# Written task A:
List each line of the records that contains the word "doorway".

# Document:
──────
Other Key Amendments
BOR written to protect individual liberty
Originally aimed at restraining national government; therefore, state and local governments used their reserved powers to violate the rights of Americans
13th (1865)
- Outlawed slavery and forced labor
14th (1868)
- Southern states pass "black codes" that withheld certain rights for African Americans
- Defined citizen as "anyone born or naturalized in US"
- Required states to give citizens "equal protection of the laws"
- This clause has been interpreted to extend the rights of many groups
- Forbids states from interfering with the "privileges or immunities of citizens of the US"
- Also forbids states from taking away "life, liberty, or property without due process of law"
- This aimed to make provisions of BOR binding on state governments, but the states and Supreme Court ignored this intent for many years
- Gitlow v. NY
(1925)
- Supreme Court ruled that 14th Amendment could protect free speech from "impairment by the states"
──────
# Extracted material:
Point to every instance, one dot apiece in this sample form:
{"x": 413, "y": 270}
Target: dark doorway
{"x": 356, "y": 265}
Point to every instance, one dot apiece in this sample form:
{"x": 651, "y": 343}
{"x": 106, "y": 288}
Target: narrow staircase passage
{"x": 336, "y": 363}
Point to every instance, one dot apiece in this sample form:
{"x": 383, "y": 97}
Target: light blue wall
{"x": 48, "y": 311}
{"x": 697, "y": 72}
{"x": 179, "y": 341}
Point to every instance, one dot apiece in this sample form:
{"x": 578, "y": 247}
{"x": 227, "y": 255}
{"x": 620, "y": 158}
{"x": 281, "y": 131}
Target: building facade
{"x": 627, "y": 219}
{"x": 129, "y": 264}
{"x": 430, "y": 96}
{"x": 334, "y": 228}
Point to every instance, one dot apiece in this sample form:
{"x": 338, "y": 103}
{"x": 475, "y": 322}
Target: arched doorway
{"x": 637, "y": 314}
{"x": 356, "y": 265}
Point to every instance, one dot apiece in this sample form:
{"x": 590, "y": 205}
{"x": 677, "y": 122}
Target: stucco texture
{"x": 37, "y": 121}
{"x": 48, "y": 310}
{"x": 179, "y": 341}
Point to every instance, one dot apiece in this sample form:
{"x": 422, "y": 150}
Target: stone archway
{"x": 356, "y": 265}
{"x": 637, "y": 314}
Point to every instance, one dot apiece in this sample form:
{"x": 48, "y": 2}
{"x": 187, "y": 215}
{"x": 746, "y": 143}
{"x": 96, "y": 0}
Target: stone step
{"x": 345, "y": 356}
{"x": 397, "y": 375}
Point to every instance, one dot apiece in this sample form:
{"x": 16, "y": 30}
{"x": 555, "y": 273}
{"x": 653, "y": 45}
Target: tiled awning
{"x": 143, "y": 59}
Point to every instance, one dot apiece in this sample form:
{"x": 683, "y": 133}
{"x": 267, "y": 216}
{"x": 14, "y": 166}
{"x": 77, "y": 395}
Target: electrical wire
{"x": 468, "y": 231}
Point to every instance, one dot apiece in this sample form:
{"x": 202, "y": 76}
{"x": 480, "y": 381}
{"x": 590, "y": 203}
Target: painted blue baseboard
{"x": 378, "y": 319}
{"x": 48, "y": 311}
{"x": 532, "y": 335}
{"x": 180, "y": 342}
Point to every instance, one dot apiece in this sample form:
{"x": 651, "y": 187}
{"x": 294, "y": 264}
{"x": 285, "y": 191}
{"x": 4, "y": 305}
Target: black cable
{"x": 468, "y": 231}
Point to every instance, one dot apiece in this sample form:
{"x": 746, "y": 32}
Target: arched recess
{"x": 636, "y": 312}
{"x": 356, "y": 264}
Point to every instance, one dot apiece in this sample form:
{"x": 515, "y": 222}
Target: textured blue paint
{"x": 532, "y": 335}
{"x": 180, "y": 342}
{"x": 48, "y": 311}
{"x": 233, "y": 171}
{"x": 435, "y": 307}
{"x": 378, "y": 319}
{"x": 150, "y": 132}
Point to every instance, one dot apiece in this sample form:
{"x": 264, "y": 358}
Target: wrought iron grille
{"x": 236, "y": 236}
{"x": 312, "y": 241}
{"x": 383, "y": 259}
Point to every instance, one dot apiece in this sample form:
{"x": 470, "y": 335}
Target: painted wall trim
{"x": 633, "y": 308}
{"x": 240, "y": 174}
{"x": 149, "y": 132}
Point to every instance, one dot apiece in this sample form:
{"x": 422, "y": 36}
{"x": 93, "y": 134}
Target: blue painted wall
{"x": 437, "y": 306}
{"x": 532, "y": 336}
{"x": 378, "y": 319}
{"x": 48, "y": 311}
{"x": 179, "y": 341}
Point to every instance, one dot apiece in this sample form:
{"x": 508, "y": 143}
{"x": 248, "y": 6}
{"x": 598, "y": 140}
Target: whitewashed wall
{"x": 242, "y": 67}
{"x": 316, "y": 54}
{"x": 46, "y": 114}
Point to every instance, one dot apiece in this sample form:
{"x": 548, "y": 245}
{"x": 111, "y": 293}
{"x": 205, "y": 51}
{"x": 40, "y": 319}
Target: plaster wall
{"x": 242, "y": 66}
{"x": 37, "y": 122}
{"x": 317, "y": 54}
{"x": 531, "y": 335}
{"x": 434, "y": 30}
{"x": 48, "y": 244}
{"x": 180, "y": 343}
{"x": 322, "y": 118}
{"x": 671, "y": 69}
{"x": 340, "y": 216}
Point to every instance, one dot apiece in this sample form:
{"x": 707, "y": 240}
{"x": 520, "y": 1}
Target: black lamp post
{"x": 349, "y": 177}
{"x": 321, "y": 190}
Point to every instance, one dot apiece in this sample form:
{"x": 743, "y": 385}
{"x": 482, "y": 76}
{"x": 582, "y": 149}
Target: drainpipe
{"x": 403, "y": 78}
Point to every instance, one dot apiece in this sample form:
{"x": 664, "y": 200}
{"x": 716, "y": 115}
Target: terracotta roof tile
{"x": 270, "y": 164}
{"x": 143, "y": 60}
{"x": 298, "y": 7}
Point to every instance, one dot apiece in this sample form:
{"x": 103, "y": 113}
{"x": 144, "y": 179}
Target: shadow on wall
──────
# Written task B:
Write the next part of the outline on constitutional amendments, picking up after its final line.

# Expected answer A:
Target: dark doorway
Target: arched doorway

# Expected answer B:
- This started the process of incorporating (applying) the BOR to the states
15th (1870)
- No state may take away a person's voting rights on the basis of race or color
- Guaranteed suffrage (the right to vote) to African Americans
- States still found ways to keep blacks from the polls
- Poll taxes
- Literacy tests
- Failed to provide suffrage to women
17th (1913)
- Allowed citizens to directly elected Senators (previously appointed by state legislatures)
18th (1919)
19th (1920)
- Constitution was silent on suffrage for women, so states used their reserved powers to deny it
- Gave women the right to vote in all national and state elections
21st (1933)
- Repealed (ended) the 18th Amendment (only amendment to undo another)
- Ended Prohibition
24th (1964)
26th (1971)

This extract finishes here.